PAGE EXTRACT –

Hi, I am at present using spirit for parsing unipen file as specified in http://www.unipen.org/dataformats.html . That is great and quite easy to parse, thanks to spirit. Now I am looking to use spirit for parsing an specific xml file ( w3c inkml file). So my intension is not to have a generic xml parser, rather than a specific xml parser (which also have some BNF grammar) . Anyone had used spirit for domain specific xml parsing? I believe using spirit will make it faster. Also I am interested to parse only a portion of the whole document at a time, and generate data from that portion only, rather generating data for whole DOM (The files are large, 4-20 MB typically) my xml file is something like, <page> <trace ref = "1"> 0,1,2,3,4,3,4,3,5,4,3,4 </trace> ... </page> note that inside <trace> the grammar is a BNF (comma sep float pairs mostly) Any comments, or snippets to show how to do it? -- Abir Basak, Member IEEE Software Engineer, Read Ink Technologies B. Tech, IIT Kharagpur email: abir@abirbasak.com homepage: www.abirbasak.com

On 2/12/07, abir basak
Hi, I am at present using spirit for parsing unipen file as specified in http://www.unipen.org/dataformats.html . That is great and quite easy to parse, thanks to spirit. Now I am looking to use spirit for parsing an specific xml file ( w3c inkml file). So my intension is not to have a generic xml parser, rather than a specific xml parser (which also have some BNF grammar) . Anyone had used spirit for domain specific xml parsing? I believe using spirit will make it faster. Also I am interested to parse only a portion of the whole document at a time, and generate data from that portion only, rather generating data for whole DOM (The files are large, 4-20 MB typically)
Spirit is a great parser but if what you are aiming for is speed it's probably not for you. It can be quite slow compared to hand-written parsers (especially with complex grammars). If you still want to use it though, I think I remember one of the spirit examples involving parsing some basic XML. Libxml2's xmlreader gives a forward-only reader that doesn't generate any DOM, with speed that will be hard to beat. It can also validate using a schema, which can be useful if your app ever has a chance of being given an invalid inkml file. -- Cory Nelson

Hi Cory,
"Cory Nelson"
Libxml2's xmlreader gives a forward-only reader that doesn't generate any DOM, with speed that will be hard to beat.
Any decent SAX2 parser beats xmlreader. Expat and Libxml2's own SAX2 do.
It can also validate using a schema, which can be useful if your app ever has a chance of being given an invalid inkml file.
Validation is a good idea though Libxml2's XML Schema implementation is far from complete. -boris -- Boris Kolpackov Code Synthesis Tools CC http://www.codesynthesis.com Open-Source, Cross-Platform C++ XML Data Binding

Cory Nelson wrote:
On 2/12/07, abir basak
wrote: Hi, I am at present using spirit for parsing unipen file as specified in http://www.unipen.org/dataformats.html . That is great and quite easy to parse, thanks to spirit. Now I am looking to use spirit for parsing an specific xml file ( w3c inkml file). So my intension is not to have a generic xml parser, rather than a specific xml parser (which also have some BNF grammar) . Anyone had used spirit for domain specific xml parsing? I believe using spirit will make it faster. Also I am interested to parse only a portion of the whole document at a time, and generate data from that portion only, rather generating data for whole DOM (The files are large, 4-20 MB typically)

WHAT IS ASKED –
a - Answer these questions about the thread on parsing InkML with Spirit:
(i) What typical size range does the original poster give for the files?
(ii) According to Cory Nelson, what does Libxml2's xmlreader not generate?
(iii) Which two parsers does Boris Kolpackov name as beating xmlreader?
b - Print the portion of the thread on parsing InkML with Spirit starting with "Spirit is a" and going on through "own SAX2 do.".

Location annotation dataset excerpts

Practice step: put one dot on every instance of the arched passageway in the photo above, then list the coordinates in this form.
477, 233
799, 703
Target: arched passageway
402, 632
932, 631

THE RESULTS –
a -
(i) 4-20 MB.
(ii) Any DOM.
(iii) Expat and Libxml2's own SAX2.

b -
Spirit is a great parser but if what you are aiming for is speed it's probably not for you. It can be quite slow compared to hand-written parsers (especially with complex grammars). If you still want to use it though, I think I remember one of the spirit examples involving parsing some basic XML. Libxml2's xmlreader gives a forward-only reader that doesn't generate any DOM, with speed that will be hard to beat. It can also validate using a schema, which can be useful if your app ever has a chance of being given an invalid inkml file. -- Cory Nelson

Hi Cory,
"Cory Nelson"
Libxml2's xmlreader gives a forward-only reader that doesn't generate any DOM, with speed that will be hard to beat.
Any decent SAX2 parser beats xmlreader. Expat and Libxml2's own SAX2 do.